Reproduce all entries word for word.

* start DATA ENTRIES *

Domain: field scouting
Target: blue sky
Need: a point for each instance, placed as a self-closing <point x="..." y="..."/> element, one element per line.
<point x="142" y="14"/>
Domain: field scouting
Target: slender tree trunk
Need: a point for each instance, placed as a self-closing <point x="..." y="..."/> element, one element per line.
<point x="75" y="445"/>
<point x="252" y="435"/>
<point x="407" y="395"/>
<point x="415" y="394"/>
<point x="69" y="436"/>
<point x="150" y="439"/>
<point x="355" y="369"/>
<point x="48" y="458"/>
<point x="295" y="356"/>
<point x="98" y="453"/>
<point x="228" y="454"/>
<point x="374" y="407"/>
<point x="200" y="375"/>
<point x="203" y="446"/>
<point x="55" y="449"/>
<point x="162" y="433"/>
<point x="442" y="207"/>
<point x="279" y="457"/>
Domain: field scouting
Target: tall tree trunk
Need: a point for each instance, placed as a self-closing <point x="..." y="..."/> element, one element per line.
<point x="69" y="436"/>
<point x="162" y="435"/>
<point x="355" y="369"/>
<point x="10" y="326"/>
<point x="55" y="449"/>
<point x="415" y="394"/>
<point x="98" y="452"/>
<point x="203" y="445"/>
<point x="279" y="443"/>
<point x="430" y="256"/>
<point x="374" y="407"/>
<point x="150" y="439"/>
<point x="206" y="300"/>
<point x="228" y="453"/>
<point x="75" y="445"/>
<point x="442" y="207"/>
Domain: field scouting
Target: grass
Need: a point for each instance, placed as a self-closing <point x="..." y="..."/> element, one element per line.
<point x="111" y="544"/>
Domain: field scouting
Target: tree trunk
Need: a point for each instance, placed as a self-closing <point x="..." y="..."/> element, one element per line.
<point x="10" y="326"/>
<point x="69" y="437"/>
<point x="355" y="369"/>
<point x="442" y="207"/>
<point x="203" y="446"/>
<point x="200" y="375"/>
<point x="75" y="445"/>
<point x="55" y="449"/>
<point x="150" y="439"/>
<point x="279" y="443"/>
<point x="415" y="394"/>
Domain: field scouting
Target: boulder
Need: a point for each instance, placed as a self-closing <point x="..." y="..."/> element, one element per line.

* end DATA ENTRIES *

EXERCISE SOLUTION:
Domain: field scouting
Target: blue sky
Need: a point for each instance, placed as a self-closing <point x="..." y="..."/> element, one element per line.
<point x="142" y="14"/>
Domain: field scouting
Target: slender tree trunk
Need: a point for each instance, placed as a self-closing <point x="..." y="..."/> element, one element per line.
<point x="75" y="445"/>
<point x="252" y="435"/>
<point x="407" y="395"/>
<point x="415" y="394"/>
<point x="69" y="436"/>
<point x="150" y="439"/>
<point x="355" y="369"/>
<point x="48" y="458"/>
<point x="295" y="356"/>
<point x="98" y="453"/>
<point x="228" y="454"/>
<point x="374" y="407"/>
<point x="200" y="375"/>
<point x="203" y="446"/>
<point x="55" y="449"/>
<point x="162" y="433"/>
<point x="442" y="207"/>
<point x="279" y="457"/>
Domain: field scouting
Target: tall tree trunk
Need: a point for each instance, placed as a self-closing <point x="..." y="..."/> element, one element per line.
<point x="69" y="436"/>
<point x="162" y="435"/>
<point x="355" y="369"/>
<point x="10" y="326"/>
<point x="55" y="449"/>
<point x="415" y="394"/>
<point x="98" y="452"/>
<point x="203" y="445"/>
<point x="279" y="443"/>
<point x="430" y="256"/>
<point x="374" y="407"/>
<point x="150" y="439"/>
<point x="206" y="300"/>
<point x="228" y="453"/>
<point x="75" y="445"/>
<point x="442" y="207"/>
Domain: field scouting
Target: grass
Need: a point for each instance, placed as a self-closing <point x="..." y="..."/> element, one element per line.
<point x="111" y="544"/>
Domain: field scouting
Target: tree trunk
Need: a point for each instance, placed as a self-closing <point x="..." y="..."/> element, one element per line.
<point x="10" y="326"/>
<point x="69" y="437"/>
<point x="355" y="369"/>
<point x="442" y="207"/>
<point x="203" y="446"/>
<point x="200" y="375"/>
<point x="75" y="445"/>
<point x="55" y="449"/>
<point x="150" y="439"/>
<point x="279" y="443"/>
<point x="415" y="394"/>
Domain: field scouting
Target: boulder
Need: a point for each instance, placed as a self-closing <point x="..." y="..."/> element, one element per line.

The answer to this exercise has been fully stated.